◆ WORK TO DO:
Each entry needs to be restated exactly as written.
┌─ DATA EXCERPTS
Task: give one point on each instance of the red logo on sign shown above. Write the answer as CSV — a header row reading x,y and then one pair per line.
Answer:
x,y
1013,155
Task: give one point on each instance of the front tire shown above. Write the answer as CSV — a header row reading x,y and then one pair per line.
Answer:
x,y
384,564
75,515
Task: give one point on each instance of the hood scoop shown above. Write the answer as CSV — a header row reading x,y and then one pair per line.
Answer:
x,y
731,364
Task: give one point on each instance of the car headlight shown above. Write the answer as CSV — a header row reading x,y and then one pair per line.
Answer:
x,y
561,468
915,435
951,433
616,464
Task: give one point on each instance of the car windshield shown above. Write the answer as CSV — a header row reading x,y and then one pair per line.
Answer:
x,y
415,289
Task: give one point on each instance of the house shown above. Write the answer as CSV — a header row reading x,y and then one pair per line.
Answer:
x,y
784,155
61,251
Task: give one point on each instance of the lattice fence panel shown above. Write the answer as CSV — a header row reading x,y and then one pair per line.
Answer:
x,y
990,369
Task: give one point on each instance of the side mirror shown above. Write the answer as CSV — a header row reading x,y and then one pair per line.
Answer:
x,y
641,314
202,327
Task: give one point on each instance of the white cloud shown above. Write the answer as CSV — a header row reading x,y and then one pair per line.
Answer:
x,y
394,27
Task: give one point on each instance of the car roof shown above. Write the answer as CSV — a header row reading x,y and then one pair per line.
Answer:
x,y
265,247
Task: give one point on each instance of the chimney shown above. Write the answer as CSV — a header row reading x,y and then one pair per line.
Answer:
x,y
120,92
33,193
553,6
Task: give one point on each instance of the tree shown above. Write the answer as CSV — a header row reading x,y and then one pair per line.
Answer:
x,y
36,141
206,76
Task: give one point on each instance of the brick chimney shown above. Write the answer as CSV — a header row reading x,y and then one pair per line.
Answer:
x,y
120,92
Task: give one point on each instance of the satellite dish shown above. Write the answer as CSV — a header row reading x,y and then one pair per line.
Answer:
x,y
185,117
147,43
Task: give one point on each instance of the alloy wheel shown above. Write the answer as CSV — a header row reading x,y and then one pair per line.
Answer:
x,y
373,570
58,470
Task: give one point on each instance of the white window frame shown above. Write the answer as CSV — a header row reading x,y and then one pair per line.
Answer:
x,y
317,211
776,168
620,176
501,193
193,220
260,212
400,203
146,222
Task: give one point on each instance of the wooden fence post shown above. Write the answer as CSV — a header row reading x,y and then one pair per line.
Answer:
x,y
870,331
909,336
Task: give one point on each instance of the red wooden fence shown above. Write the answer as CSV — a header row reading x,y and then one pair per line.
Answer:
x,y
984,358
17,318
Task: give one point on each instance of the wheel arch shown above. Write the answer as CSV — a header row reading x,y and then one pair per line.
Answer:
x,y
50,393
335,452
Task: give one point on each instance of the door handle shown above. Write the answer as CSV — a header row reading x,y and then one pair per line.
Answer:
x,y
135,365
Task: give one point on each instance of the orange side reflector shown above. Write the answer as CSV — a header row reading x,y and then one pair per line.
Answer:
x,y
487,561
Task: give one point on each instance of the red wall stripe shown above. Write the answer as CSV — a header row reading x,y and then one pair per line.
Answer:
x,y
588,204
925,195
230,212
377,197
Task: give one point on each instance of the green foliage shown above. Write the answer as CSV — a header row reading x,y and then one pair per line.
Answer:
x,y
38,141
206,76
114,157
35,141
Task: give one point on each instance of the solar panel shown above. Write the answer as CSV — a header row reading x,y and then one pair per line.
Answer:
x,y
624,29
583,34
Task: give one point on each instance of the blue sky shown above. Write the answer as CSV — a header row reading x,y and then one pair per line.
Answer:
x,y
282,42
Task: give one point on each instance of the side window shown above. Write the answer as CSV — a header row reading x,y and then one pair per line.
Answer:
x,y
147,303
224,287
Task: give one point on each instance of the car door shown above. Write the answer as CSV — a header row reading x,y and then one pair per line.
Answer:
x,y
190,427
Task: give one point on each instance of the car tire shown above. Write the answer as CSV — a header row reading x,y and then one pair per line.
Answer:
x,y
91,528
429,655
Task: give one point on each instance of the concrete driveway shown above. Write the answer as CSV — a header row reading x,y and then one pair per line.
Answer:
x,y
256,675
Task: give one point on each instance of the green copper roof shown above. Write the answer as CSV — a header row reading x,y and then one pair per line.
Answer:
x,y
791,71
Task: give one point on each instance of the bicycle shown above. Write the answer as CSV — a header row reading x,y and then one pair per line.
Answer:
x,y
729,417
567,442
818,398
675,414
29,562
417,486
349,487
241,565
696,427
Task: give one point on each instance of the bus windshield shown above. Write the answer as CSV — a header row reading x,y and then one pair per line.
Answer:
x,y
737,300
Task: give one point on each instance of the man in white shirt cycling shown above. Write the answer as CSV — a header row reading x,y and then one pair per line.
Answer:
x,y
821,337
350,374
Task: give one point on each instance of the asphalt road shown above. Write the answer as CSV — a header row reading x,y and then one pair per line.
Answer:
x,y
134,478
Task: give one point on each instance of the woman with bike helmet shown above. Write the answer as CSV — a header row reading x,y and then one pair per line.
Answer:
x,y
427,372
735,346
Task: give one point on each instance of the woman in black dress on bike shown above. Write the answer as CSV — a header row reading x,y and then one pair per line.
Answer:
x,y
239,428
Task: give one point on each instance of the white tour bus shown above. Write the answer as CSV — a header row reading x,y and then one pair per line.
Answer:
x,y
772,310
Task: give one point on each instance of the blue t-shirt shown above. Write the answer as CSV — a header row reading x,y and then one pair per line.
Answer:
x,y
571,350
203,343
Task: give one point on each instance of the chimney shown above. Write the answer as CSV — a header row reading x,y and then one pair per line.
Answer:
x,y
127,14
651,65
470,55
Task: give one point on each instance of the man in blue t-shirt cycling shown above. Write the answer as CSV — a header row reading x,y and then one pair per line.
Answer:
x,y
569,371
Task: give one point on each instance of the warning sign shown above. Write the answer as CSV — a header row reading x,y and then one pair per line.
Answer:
└─
◆ SOLUTION TO THE PROBLEM:
Task: give one point on each instance of the red logo on sign shown above. Write the answer as CSV — a header row reading x,y and then one pair per line.
Answer:
x,y
1013,155
Task: give one point on each instance of the front tire shown above. Write the answer as CSV — a header row reading x,y and then one pair per line.
Answer:
x,y
384,564
75,515
Task: give one point on each instance of the hood scoop shown above. Write the answer as CSV — a header row reading x,y and then one pair per line.
Answer:
x,y
731,364
Task: give one point on each instance of the car headlight shown above. Write the answer as CSV — a header row reading x,y and then one pair per line.
Answer:
x,y
561,468
915,435
951,433
616,464
Task: give one point on each instance of the car windshield shown above. Write the answer as CSV — a header row reading x,y and then one pair per line.
Answer:
x,y
415,289
Task: give one point on each instance of the house shown above. Write the answer as CSV — a header row reading x,y and then one pair per line.
Answer:
x,y
784,155
61,251
Task: give one point on each instance of the lattice fence panel shown above. Write the answer as CSV — a header row reading x,y and then one pair per line.
Answer:
x,y
990,369
Task: give one point on each instance of the side mirror shown above. Write the answer as CSV — a header row reading x,y and then one pair per line.
Answer:
x,y
641,314
202,327
Task: give one point on each instance of the white cloud shown above. Write the answer as CSV — a header row reading x,y and then one pair per line.
Answer:
x,y
394,27
Task: give one point on each instance of the car roof shown above. Write the answer as CSV — a header row reading x,y and then one pair per line.
Answer:
x,y
265,247
Task: give one point on each instance of the chimney shown above. Write the answer as CSV — a header row reading x,y and then one pair per line.
Answer:
x,y
120,92
33,193
553,6
Task: give one point on each instance of the tree shown above. Write the answer as CSV — a header row reading x,y and then one pair per line.
Answer:
x,y
36,141
206,76
Task: give one point on each instance of the brick chimney shown above. Write the answer as CSV — a header row reading x,y and then one pair per line.
Answer:
x,y
120,92
Task: give one point on each instance of the satellite dish shown above. Write the answer as CSV — a header row reading x,y and then one pair per line.
Answer:
x,y
185,117
147,43
Task: give one point on each instance of the alloy wheel shown above. Write the answer as CSV — a header row reading x,y and then one pair per line.
Answer:
x,y
373,570
58,470
Task: give one point on each instance of the white window frame shown above. Write the answer as CSV — a header row reading x,y and then one pair per line.
Answer:
x,y
317,211
776,168
620,176
501,193
193,220
260,212
400,203
146,222
Task: give one point on each instance of the wooden fence post shown above. Write the answer as CSV — a header row reading x,y and then one pair per line.
Answer:
x,y
870,331
909,336
Task: give one point on each instance of the red wooden fence shown above. Write the answer as CSV — a header row reading x,y and then one pair per line.
Answer:
x,y
984,358
17,318
Task: give one point on each instance of the wheel arch shown above. Write the answer as CSV — a header row reading x,y and then one pair per line.
Answer:
x,y
50,393
335,452
Task: give one point on each instance of the door handle shown above. Write the answer as CSV — a header row reading x,y and then one pair per line.
Answer:
x,y
135,365
Task: give one point on each instance of the orange side reflector shown above. Write the answer as CSV — a header row reading x,y and then one pair per line.
Answer:
x,y
487,561
Task: give one point on each instance of the red wall stripe shown above. Write the answer as CSV — a header row reading x,y and then one pair per line.
Answer:
x,y
588,204
925,195
230,212
377,197
Task: give one point on each instance of the green foliage shown above. Write the answer as CSV — a header row reading x,y and then one pair per line.
Answer:
x,y
38,141
206,76
114,157
35,141
Task: give one point on each instance of the solar panel shown above. Write the answer as CSV — a header row reading x,y and then one pair per line.
Answer:
x,y
624,29
583,34
Task: give one point on each instance of the blue sky shown above. Write the answer as CSV — a header row reading x,y and then one pair per line.
Answer:
x,y
282,42
Task: give one point on each instance of the side window shown above. Write the answer as CSV — a header row reading x,y and then one pair per line.
Answer:
x,y
147,303
224,287
Task: give one point on each instance of the car door shown above. Write the answer as CSV — a header row reading x,y and then one pair per line.
Answer:
x,y
190,427
Task: give one point on each instance of the car tire shown above. Write the answer as CSV — a header row reading x,y and then one pair per line.
Answer:
x,y
91,528
429,655
Task: give one point on each instance of the concrete driveway shown above. Write the answer as CSV — a header row reading x,y and then one pair per line.
Answer:
x,y
256,675
Task: give one point on each instance of the green copper roof shown above. Write the answer as CSV — a header row reading x,y and then one pair per line.
Answer:
x,y
791,71
Task: give one point on each instance of the bicycle shown above. Write the answer as CSV — a header row reading x,y and then one pair per line.
Answer:
x,y
729,417
567,442
818,398
675,414
29,562
417,486
349,487
241,565
696,427
Task: give one point on each instance of the bus windshield shown above. Write the answer as CSV — a header row reading x,y and then one pair per line.
Answer:
x,y
737,300
Task: give one point on each instance of the man in white shirt cycling shown above. Write the answer as CSV — a header row reading x,y and then one pair per line.
Answer:
x,y
821,337
350,374
Task: give one point on each instance of the asphalt road shown above. Write the answer as CSV — a header row reading x,y and then one pair per line.
Answer:
x,y
134,478
Task: give one point on each instance of the woman with bike helmet shown above. Write the answer as CSV — a header row reading x,y and then one pair per line.
Answer:
x,y
427,372
735,346
Task: give one point on each instance of the woman in black dress on bike shown above. Write the answer as CSV — a header row reading x,y and then one pair per line.
Answer:
x,y
239,428
Task: give one point on each instance of the white tour bus shown above. Write the answer as CSV — a header row reading x,y and then one pair per line.
Answer:
x,y
772,310
Task: give one point on each instance of the blue t-shirt shown above. Write the answer as CSV — a header row reading x,y and then one pair per line.
Answer:
x,y
571,350
203,343
Task: give one point on each instance of the chimney shown above. Write the answer as CSV — a header row reading x,y and then one pair per line.
Answer:
x,y
127,14
651,65
470,55
Task: give one point on each instance of the man in blue t-shirt cycling shown above. Write the answer as CSV — a header row reading x,y and then one pair per line.
Answer:
x,y
569,371
Task: give one point on each instance of the warning sign shown above. Write the answer as CSV — a header row reading x,y and then one pair per line.
Answer:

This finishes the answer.